■ MATERIAL FOR THIS TASK:
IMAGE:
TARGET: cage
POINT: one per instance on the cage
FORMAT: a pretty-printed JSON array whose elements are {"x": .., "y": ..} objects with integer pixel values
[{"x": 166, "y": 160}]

==

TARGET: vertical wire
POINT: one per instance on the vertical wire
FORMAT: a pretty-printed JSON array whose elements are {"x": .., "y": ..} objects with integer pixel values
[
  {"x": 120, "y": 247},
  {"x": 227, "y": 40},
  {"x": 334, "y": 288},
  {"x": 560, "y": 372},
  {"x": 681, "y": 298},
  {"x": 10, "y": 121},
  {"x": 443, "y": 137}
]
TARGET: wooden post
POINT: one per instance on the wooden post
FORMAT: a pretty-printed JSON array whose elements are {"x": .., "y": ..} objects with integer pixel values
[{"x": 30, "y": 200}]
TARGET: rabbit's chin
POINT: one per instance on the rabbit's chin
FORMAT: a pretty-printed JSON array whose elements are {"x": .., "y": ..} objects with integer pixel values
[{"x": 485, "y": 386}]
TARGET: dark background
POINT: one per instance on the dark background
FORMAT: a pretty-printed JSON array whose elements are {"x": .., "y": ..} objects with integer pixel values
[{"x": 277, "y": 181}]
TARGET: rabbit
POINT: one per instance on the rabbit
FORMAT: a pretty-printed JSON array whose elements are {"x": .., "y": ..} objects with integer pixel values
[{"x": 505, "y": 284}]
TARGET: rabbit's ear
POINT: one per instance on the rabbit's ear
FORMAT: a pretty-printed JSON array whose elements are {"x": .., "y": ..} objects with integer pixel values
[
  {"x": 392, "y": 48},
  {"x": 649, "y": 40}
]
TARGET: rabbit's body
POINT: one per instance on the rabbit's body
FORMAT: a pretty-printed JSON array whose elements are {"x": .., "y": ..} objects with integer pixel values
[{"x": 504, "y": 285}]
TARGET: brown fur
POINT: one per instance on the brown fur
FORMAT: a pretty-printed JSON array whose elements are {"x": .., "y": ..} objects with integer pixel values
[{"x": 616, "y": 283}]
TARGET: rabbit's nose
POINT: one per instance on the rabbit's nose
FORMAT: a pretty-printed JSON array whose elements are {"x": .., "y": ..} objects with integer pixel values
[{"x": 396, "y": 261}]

==

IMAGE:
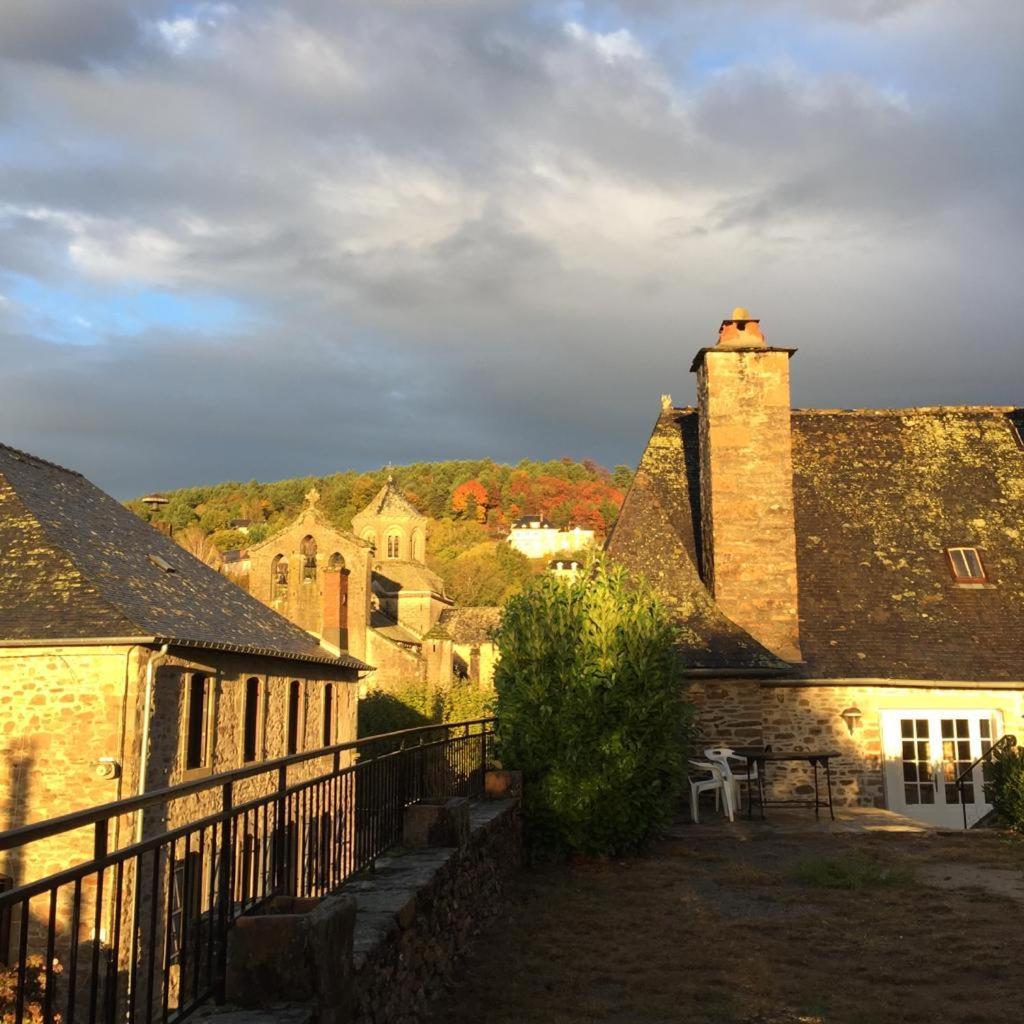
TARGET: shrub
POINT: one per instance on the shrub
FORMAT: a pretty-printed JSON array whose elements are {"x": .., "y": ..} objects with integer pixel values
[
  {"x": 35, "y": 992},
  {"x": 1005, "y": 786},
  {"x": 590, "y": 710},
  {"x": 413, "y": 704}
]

■ ABOUT THIS TASK: Beginning with the line containing "TARGET: rabbit's ear" and ending with the line containing "POINT: one per instance on the brown fur", extract those lines exactly from the listing above, and only those.

■ WRITTEN RESPONSE:
TARGET: rabbit's ear
POINT: one per instance on the rabbit's ear
FORMAT: a pretty-printed JSON array whose elements are {"x": .., "y": ..} objects with integer pixel values
[
  {"x": 392, "y": 48},
  {"x": 649, "y": 40}
]
TARGET: rabbit's body
POINT: one per instance on the rabbit's body
FORMAT: a pretty-printed JSON array whose elements are {"x": .., "y": ..} objects with integer pixel values
[{"x": 504, "y": 285}]
TARGET: brown fur
POINT: one per instance on the brown fur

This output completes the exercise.